Your instructions:
Pick out each line in the entries below that contains the string "laptop", and copy those lines. Case counts.

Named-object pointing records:

^^^^

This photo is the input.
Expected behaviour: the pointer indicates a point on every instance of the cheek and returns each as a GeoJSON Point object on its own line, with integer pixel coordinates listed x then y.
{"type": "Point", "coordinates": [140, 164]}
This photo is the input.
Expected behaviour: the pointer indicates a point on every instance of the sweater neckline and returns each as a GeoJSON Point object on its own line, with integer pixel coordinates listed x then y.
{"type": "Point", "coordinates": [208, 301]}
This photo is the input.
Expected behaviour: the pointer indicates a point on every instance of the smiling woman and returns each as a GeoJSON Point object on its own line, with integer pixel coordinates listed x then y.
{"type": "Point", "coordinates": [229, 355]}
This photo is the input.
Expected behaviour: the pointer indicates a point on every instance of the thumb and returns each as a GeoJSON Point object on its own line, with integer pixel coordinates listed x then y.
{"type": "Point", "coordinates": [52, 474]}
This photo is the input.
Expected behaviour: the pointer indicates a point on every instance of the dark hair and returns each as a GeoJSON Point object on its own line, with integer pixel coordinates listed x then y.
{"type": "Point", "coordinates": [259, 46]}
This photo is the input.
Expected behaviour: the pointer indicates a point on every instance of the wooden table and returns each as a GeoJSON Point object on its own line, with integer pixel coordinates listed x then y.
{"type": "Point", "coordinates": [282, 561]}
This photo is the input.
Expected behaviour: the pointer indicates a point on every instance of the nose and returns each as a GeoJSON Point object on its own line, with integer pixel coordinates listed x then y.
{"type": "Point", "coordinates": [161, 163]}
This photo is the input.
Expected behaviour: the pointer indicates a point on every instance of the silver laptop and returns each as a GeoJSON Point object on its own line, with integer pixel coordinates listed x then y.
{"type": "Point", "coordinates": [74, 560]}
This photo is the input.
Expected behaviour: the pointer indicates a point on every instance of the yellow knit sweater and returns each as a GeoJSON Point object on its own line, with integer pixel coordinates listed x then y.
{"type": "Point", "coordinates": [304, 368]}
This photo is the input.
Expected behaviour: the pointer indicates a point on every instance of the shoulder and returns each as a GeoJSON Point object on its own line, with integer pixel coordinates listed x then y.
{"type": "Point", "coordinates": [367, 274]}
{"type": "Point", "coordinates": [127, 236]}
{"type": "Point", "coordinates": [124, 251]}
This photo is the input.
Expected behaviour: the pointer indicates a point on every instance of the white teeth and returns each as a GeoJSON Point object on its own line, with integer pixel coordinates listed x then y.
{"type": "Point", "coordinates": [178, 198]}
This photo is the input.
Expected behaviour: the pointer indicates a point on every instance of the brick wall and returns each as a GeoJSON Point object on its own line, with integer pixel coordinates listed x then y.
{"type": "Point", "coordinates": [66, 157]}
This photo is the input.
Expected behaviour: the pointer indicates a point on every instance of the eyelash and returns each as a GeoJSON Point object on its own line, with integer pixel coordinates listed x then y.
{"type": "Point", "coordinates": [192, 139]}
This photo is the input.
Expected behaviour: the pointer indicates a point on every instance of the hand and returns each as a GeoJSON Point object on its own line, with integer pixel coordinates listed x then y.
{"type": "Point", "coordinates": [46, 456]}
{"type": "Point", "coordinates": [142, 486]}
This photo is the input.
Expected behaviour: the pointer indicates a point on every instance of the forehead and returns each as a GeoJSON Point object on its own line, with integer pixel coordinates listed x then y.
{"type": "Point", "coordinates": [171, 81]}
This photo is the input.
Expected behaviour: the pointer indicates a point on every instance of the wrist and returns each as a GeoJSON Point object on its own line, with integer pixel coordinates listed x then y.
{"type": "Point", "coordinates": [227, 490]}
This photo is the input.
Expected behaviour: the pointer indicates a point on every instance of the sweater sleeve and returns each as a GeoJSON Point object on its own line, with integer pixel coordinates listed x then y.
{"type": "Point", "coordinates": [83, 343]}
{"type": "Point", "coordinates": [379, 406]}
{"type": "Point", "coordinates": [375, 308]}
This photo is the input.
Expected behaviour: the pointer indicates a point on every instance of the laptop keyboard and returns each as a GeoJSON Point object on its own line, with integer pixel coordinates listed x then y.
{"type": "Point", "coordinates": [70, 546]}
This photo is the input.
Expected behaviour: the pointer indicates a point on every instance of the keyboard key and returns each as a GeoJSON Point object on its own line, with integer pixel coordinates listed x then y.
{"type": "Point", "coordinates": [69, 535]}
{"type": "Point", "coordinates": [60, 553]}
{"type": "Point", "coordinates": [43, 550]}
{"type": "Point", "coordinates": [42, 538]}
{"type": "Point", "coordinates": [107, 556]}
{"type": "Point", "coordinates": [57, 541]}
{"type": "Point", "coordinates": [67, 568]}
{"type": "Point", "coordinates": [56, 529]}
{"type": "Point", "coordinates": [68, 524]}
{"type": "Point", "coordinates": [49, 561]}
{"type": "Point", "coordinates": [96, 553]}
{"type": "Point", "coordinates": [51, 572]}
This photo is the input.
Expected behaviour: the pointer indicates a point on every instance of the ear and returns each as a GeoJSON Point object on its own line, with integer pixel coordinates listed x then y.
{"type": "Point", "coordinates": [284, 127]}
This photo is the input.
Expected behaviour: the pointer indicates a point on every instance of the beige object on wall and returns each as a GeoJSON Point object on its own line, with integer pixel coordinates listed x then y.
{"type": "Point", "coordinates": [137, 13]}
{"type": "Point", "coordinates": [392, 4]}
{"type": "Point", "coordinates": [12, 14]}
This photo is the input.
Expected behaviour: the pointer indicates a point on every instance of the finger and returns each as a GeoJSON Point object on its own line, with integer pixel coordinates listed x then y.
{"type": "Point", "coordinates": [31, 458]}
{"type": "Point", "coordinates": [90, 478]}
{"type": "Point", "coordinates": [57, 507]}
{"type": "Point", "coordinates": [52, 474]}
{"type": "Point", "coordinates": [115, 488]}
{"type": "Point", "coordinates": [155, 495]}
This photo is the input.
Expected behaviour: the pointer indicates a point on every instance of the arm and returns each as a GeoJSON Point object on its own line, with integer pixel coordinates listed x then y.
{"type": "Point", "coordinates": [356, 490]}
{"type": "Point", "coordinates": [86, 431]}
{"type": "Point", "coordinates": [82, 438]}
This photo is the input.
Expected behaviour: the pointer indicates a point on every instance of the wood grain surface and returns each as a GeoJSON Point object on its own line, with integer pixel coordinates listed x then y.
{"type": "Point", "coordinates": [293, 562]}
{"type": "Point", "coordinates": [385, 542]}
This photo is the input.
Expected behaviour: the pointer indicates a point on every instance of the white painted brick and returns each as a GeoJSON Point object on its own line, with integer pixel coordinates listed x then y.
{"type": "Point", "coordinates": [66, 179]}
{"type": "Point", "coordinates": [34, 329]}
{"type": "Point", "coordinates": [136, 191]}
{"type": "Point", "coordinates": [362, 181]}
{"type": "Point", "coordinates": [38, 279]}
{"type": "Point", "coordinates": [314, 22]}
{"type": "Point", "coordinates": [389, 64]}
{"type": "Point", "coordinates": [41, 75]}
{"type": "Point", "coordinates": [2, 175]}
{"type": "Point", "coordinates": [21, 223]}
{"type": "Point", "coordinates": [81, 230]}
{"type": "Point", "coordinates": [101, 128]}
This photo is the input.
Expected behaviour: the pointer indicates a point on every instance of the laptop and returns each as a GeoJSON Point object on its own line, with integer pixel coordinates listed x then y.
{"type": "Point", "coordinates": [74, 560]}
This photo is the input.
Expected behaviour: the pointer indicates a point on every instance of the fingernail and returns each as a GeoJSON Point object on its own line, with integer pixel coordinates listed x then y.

^^^^

Output of the task:
Expected behaviour: the pointer indicates a point on every instance of the silver laptop and returns each as a GeoJSON Point object on its own line, with integer pixel coordinates listed x then y.
Expected behaviour: the pointer indicates a point on every instance of the laptop keyboard and returns each as a GeoJSON Point object on its own line, with integer pixel coordinates listed x then y.
Expected behaviour: the pointer indicates a point on every instance of the laptop and returns each as a GeoJSON Point object on its own line, with integer pixel coordinates listed x then y.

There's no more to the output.